Rewrite the data below as a numbered list with one line per item, skipping any blank lines. Leave the pictures out.

Entries
+ + +

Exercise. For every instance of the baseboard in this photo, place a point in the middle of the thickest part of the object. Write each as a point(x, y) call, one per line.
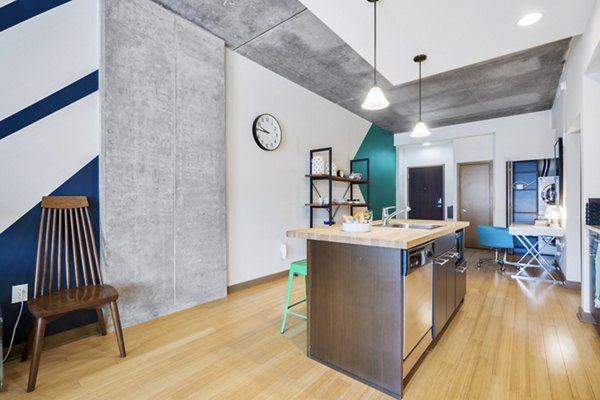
point(59, 339)
point(584, 317)
point(572, 285)
point(258, 281)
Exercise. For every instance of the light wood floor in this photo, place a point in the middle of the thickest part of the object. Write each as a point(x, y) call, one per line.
point(510, 340)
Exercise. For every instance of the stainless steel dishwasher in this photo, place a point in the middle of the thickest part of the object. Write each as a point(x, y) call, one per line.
point(417, 302)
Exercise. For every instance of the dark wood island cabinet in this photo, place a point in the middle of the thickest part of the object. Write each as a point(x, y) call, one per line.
point(356, 292)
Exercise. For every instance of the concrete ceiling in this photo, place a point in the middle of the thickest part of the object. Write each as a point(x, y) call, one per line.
point(454, 33)
point(287, 38)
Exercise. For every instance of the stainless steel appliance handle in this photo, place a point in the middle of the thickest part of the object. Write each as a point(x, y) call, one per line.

+ + +

Result
1. Exercise. For every instance of the baseboard in this photo, place a point in the middle of the thickest part of the object. Write each as a point(x, y) call, one per line.
2. point(59, 339)
3. point(584, 317)
4. point(572, 285)
5. point(258, 281)
6. Exercise. For every instance of the light wood floor in this photo, place a point in the middle of the thickest part of the object. Write each as a point(x, y) call, one per line.
7. point(510, 340)
8. Exercise. For every instance of the stainless steel dishwasher in this photo, place a point in the middle of the thickest part of the object. Write each as a point(x, y) call, one per line.
9. point(417, 302)
10. Exercise. For every instance of the dark wood island cabinet in this photo, place a point in the middle of the thickest part of the object. Write each as a point(x, y) call, one per line.
11. point(356, 292)
12. Exercise. For every instance of the concrete ceiling in this photo, place a point in the middle of the thickest part of the object. Write each as a point(x, y) call, one per line.
13. point(454, 33)
14. point(287, 38)
15. Exercise. For every instance of the stainless steel appliance handle in this photo, place a point in the middle of the thickest part of the object. Write each as a point(x, y) call, one per line.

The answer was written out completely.